*** Passage to read Section Begins ***

Fitch Ratings says that diversification beyond pharmaceuticals is the preferred business model for European pharmaceutical companies, but despite its advantage of broadening companies’ product bases to be sold in emerging markets, the strategy puts pressure on the companies’ profitability.
From a rating standpoint, diversification outside pharmaceuticals is beneficial for a company in order to establish itself in emerging markets. It can also add some stability to the company’s revenues when patent expiration is high, but it clearly has a negative impact on operating profitability.
Although operating margins tend to be lower in non-ethical pharmaceuticals segments, such as OTC and Generics where operating margins can reach more than 15% to 20%, a presence in these areas helps companies to establish themselves in emerging markets, where consumers’ out-of pocket payments tend to be still very high and non-ethical pharmaceutical products are often a more affordable solution. At the same time, non-healthcare businesses tend not to be affected by patent expiration and thus add some stability to the pharma companies’ businesses.
For some time, pharmaceuticals companies have therefore been expanding into other healthcare areas and Fitch expects this trend to continue, implying a negative impact on the rated industry’s profitability.
Diversification outside ethical pharmaceuticals is clearly not for all: In October 2010, Roche said that it was not willing to diversify beyond patented prescription drugs and diagnostics. AstraZeneca’s announcement that it has formally commenced a review of its strategic options for Astra Tech confirms that some industry players – albeit the minority – are still focusing on pure pharmaceuticals.

*** Passage to read Section Ends ***
*** Dataset entries Section Begins ***

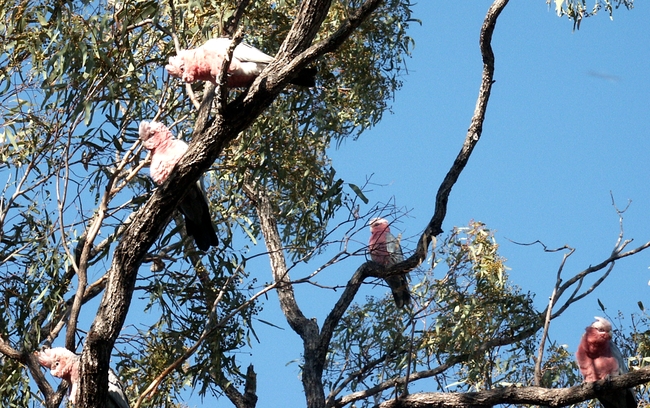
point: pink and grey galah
(598, 358)
(64, 364)
(166, 151)
(204, 64)
(385, 250)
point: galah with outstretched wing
(385, 250)
(598, 358)
(64, 364)
(204, 64)
(166, 151)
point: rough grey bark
(558, 397)
(150, 220)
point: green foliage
(77, 78)
(576, 10)
(470, 317)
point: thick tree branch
(152, 217)
(559, 397)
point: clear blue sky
(566, 124)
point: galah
(598, 358)
(166, 151)
(385, 250)
(64, 364)
(204, 64)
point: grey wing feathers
(198, 221)
(394, 249)
(622, 364)
(247, 53)
(398, 283)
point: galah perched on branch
(386, 250)
(204, 64)
(166, 151)
(64, 364)
(598, 358)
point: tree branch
(559, 397)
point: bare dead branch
(559, 397)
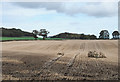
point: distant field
(25, 38)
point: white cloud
(97, 9)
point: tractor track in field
(48, 64)
(72, 61)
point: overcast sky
(57, 17)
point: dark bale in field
(95, 54)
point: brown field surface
(39, 60)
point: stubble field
(59, 60)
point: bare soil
(39, 60)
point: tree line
(67, 35)
(13, 32)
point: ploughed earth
(59, 60)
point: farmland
(59, 60)
(24, 38)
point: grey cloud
(90, 8)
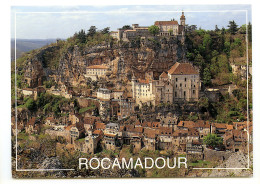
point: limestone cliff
(148, 55)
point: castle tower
(182, 19)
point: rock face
(150, 55)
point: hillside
(26, 45)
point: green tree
(81, 36)
(213, 140)
(249, 31)
(153, 29)
(242, 29)
(207, 77)
(170, 31)
(125, 27)
(216, 28)
(105, 30)
(233, 27)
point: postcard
(132, 91)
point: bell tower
(182, 19)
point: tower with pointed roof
(182, 19)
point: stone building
(168, 28)
(33, 126)
(77, 131)
(186, 82)
(194, 150)
(129, 34)
(142, 91)
(181, 83)
(96, 71)
(103, 93)
(165, 138)
(92, 141)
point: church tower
(182, 19)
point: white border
(87, 12)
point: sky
(48, 22)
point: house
(180, 140)
(163, 89)
(89, 122)
(96, 71)
(219, 128)
(50, 121)
(103, 93)
(194, 150)
(92, 141)
(75, 118)
(77, 131)
(129, 34)
(111, 128)
(142, 91)
(136, 143)
(100, 126)
(186, 82)
(168, 28)
(236, 141)
(150, 139)
(168, 120)
(33, 126)
(27, 91)
(203, 127)
(185, 125)
(165, 138)
(110, 141)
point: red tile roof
(182, 69)
(164, 23)
(220, 125)
(98, 132)
(186, 124)
(101, 126)
(163, 75)
(165, 131)
(97, 67)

*** Dataset entries Section Ends ***

Problems to work on:
[1] Please list every company or organization named in the pharmaceutical diversification text.
[2] Turn the paragraph of the pharmaceutical diversification text beginning "Diversification outside ethical pharmaceuticals is clearly not for all" into a short bulleted list that keeps its main facts.

Answers below:
[1] Fitch Ratings, Roche, AstraZeneca, Astra Tech

[2]
- Diversification beyond ethical pharmaceuticals does not suit every company.
- In October 2010, Roche said it would not diversify beyond patented prescription drugs and diagnostics.
- AstraZeneca announced it had formally begun reviewing its strategic options for Astra Tech.
- This confirms that some industry players, though a minority, still focus on pure pharmaceuticals.